● **WORK ITEM**
Whenever a line in the records below holds the string "white", include it in the count, and state the number alone.

● **SUPPLIED INFORMATION**
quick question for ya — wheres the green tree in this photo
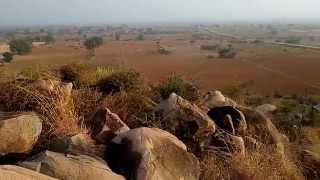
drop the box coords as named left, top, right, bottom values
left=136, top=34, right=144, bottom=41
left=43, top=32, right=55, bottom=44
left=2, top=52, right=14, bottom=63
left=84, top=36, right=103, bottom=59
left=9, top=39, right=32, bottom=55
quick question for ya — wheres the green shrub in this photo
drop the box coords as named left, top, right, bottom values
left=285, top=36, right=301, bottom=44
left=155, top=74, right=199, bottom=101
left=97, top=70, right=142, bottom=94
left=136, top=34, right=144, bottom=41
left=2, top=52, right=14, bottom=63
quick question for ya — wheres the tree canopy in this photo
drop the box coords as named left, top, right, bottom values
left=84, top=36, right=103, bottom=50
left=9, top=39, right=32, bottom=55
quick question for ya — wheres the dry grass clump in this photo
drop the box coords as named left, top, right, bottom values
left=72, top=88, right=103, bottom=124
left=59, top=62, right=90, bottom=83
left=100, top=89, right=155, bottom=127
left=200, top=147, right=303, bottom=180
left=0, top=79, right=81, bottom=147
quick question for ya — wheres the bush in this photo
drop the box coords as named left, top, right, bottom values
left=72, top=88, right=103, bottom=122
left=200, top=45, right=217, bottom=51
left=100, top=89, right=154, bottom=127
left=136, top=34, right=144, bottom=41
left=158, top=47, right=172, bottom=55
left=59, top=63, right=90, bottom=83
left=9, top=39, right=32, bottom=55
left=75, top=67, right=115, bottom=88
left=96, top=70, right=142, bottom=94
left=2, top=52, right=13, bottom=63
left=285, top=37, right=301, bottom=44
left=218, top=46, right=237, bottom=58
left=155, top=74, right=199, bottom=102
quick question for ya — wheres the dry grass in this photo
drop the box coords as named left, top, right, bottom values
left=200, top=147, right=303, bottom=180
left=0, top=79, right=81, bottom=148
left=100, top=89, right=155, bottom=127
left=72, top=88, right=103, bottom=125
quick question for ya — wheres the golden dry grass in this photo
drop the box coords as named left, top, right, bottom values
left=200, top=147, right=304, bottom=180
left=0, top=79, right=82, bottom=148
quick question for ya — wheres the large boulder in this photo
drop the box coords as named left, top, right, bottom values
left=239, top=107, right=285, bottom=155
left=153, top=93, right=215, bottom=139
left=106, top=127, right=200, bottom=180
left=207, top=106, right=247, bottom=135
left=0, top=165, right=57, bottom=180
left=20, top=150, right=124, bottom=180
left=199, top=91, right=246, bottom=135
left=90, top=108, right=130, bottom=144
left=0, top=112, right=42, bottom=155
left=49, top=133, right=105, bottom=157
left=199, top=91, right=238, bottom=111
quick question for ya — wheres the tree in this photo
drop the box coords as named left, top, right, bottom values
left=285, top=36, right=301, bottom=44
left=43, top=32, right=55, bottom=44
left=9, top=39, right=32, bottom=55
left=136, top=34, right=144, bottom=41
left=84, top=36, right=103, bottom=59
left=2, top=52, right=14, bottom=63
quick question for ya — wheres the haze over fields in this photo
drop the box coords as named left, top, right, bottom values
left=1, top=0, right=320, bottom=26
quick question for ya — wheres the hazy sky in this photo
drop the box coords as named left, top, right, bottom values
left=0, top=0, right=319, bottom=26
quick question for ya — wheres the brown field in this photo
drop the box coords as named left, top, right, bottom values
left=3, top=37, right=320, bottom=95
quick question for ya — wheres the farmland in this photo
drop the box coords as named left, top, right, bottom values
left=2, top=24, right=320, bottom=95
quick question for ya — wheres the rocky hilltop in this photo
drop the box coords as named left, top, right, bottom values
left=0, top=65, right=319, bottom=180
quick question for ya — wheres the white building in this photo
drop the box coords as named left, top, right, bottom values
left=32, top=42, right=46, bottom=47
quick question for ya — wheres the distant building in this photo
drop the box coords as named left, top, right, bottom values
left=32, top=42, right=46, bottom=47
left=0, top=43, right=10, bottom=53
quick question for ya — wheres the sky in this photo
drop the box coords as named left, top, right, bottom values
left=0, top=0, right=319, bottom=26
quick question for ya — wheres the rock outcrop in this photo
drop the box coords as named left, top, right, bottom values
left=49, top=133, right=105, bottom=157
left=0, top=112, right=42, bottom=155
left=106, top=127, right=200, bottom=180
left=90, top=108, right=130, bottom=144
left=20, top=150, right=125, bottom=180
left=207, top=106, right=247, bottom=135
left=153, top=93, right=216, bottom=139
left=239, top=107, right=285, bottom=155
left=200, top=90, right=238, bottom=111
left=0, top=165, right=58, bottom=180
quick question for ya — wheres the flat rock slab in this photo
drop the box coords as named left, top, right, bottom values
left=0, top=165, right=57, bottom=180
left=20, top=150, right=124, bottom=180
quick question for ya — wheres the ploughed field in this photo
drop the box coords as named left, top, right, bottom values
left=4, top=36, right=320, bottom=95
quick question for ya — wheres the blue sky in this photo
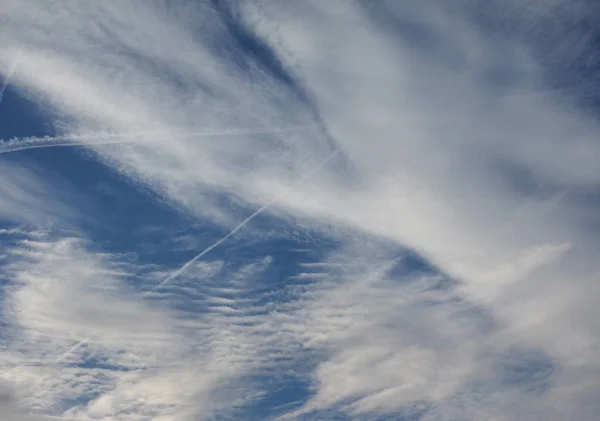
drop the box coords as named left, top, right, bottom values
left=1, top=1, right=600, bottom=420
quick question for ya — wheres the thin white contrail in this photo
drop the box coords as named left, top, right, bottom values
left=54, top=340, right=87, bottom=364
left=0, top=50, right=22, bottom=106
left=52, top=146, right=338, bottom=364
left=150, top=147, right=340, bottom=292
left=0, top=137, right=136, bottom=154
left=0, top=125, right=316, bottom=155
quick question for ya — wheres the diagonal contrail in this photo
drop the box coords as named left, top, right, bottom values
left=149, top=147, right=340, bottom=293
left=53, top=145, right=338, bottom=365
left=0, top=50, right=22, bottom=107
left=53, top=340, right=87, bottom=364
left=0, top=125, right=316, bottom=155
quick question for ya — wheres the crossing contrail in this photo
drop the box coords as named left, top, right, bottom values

● **ANSWER TO THIS PROBLEM**
2